Task to carry out →
From the listing below, pull out each line that contains the string "shoulder" and copy it.

[Segmentation annotation records]
— Begin —

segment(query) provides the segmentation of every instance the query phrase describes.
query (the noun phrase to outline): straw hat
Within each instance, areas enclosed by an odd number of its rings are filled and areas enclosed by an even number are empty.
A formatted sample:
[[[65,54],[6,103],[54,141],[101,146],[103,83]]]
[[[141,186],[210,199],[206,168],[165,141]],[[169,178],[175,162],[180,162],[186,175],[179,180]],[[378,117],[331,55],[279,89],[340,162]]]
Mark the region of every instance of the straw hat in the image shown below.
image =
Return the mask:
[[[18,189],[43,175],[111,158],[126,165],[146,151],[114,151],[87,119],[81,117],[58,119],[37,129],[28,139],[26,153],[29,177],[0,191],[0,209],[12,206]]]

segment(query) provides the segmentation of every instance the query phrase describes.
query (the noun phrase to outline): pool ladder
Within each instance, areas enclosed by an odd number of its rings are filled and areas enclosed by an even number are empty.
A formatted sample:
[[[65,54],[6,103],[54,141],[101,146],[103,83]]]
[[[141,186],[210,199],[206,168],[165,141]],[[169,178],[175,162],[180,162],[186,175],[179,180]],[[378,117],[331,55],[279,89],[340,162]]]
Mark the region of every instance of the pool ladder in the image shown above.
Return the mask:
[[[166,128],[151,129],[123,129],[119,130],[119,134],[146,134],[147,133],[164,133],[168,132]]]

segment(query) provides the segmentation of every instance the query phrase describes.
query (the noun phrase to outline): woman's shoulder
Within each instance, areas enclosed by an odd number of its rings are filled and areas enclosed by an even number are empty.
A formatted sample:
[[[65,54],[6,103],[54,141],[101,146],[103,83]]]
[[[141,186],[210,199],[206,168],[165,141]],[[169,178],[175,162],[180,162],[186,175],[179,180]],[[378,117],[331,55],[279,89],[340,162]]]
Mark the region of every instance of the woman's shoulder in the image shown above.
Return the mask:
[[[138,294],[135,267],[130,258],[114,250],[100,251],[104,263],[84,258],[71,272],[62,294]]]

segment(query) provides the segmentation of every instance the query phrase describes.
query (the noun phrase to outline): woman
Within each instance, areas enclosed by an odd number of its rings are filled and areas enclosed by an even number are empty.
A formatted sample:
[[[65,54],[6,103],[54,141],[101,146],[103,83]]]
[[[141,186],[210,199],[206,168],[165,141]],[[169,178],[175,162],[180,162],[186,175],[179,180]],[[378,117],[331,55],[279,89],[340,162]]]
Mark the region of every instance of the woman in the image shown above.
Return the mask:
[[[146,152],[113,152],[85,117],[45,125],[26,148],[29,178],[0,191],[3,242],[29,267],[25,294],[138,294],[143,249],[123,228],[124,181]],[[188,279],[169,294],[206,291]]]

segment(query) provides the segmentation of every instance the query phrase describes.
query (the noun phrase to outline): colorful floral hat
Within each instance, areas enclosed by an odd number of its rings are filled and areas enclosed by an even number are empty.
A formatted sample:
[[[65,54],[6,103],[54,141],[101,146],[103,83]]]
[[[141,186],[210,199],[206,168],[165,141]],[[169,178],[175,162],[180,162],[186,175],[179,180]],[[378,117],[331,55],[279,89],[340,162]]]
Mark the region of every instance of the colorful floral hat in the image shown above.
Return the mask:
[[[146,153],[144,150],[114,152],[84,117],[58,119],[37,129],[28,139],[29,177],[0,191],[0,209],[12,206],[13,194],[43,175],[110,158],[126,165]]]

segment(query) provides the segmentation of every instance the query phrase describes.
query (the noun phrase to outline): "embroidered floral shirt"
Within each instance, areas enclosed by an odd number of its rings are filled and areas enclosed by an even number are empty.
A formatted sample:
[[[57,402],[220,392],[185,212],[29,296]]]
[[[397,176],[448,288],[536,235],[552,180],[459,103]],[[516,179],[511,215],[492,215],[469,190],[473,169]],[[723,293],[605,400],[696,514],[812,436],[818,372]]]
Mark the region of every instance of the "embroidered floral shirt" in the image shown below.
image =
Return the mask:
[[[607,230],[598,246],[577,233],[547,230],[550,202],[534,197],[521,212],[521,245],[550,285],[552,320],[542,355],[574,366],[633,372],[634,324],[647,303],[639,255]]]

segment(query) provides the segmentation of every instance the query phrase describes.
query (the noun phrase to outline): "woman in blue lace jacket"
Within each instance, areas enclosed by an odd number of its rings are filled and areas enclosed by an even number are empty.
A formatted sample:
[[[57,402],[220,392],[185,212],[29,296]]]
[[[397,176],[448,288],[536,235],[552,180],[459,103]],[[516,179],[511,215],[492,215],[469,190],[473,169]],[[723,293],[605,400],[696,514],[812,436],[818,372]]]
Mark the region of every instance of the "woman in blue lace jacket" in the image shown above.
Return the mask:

— End —

Output of the task →
query (the noun phrase to outline): woman's shoulder
Mark the region of every instance of the woman's shoulder in the image shown above.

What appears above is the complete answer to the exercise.